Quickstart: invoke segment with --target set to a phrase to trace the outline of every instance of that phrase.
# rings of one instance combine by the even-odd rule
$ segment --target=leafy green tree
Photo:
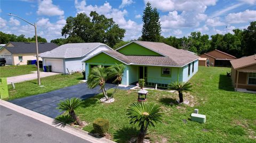
[[[66,44],[66,39],[64,38],[58,38],[51,40],[51,43],[54,43],[59,46]]]
[[[174,90],[179,92],[179,103],[183,102],[183,91],[187,92],[190,91],[191,87],[192,85],[189,82],[175,81],[168,85],[169,89]]]
[[[108,100],[109,98],[105,88],[105,83],[108,77],[107,73],[106,68],[101,65],[94,67],[90,71],[87,85],[90,88],[92,89],[99,85],[103,95],[106,99]]]
[[[128,107],[127,112],[130,123],[137,124],[140,128],[137,142],[143,142],[149,127],[155,127],[156,123],[161,122],[161,110],[160,106],[148,102],[135,102]]]
[[[251,22],[243,33],[243,53],[245,56],[256,54],[256,21]]]
[[[61,111],[68,111],[72,119],[76,121],[79,125],[82,127],[84,125],[83,122],[80,121],[80,119],[75,113],[75,110],[80,106],[82,100],[77,98],[67,99],[60,102],[58,108]]]
[[[152,9],[149,2],[147,3],[142,16],[142,40],[159,41],[161,38],[161,24],[159,13],[156,8]]]
[[[61,34],[68,37],[66,43],[99,42],[114,46],[122,41],[125,30],[120,28],[113,19],[92,11],[89,17],[79,13],[76,17],[68,17]],[[75,38],[74,38],[75,37]],[[69,40],[68,38],[71,38]]]

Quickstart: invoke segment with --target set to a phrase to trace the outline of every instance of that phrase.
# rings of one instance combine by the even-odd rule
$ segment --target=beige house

DESCRIPTION OF THE TASK |
Switch "instance" to "occurrence" everywhere in the entries above, keeping every other line and word as it is, and omit the pictures from your copy.

RESPONSE |
Quickstart: invoke segment with --target set to a phrase to trace the outline of every occurrence of that phrase.
# rings of one occurrence combine by the even-odd rule
$ segment --target=leafy green tree
Photo:
[[[66,44],[66,39],[64,38],[58,38],[51,40],[51,43],[54,43],[59,46]]]
[[[174,90],[179,92],[179,103],[183,102],[183,91],[187,92],[190,91],[191,87],[192,85],[189,82],[175,81],[168,85],[169,89]]]
[[[108,100],[109,98],[105,88],[105,83],[108,77],[107,73],[106,68],[101,65],[94,67],[90,71],[87,85],[90,88],[92,89],[99,85],[103,95],[106,99]]]
[[[128,107],[127,112],[130,123],[137,124],[140,128],[137,142],[143,142],[149,127],[155,127],[156,123],[161,122],[161,110],[160,106],[148,102],[135,102]]]
[[[251,22],[243,33],[243,53],[245,56],[256,54],[256,21]]]
[[[61,111],[68,111],[72,119],[76,121],[79,125],[82,127],[84,125],[83,122],[80,121],[80,119],[75,113],[75,110],[80,106],[82,100],[77,98],[67,99],[60,102],[58,108]]]
[[[152,9],[149,2],[147,3],[142,16],[142,40],[159,41],[161,38],[161,24],[159,13],[156,8]]]
[[[61,34],[68,37],[66,43],[99,42],[114,46],[122,41],[125,30],[120,28],[113,19],[92,11],[89,17],[79,13],[76,17],[68,17]],[[75,38],[74,38],[75,37]],[[69,40],[68,38],[71,38]]]

Quickstart: invoke segment with --target set to a phrase to trace the outline of every occurrence of that phrase.
# rings of one occurrence combine by the even-odd rule
$ segment --target=beige house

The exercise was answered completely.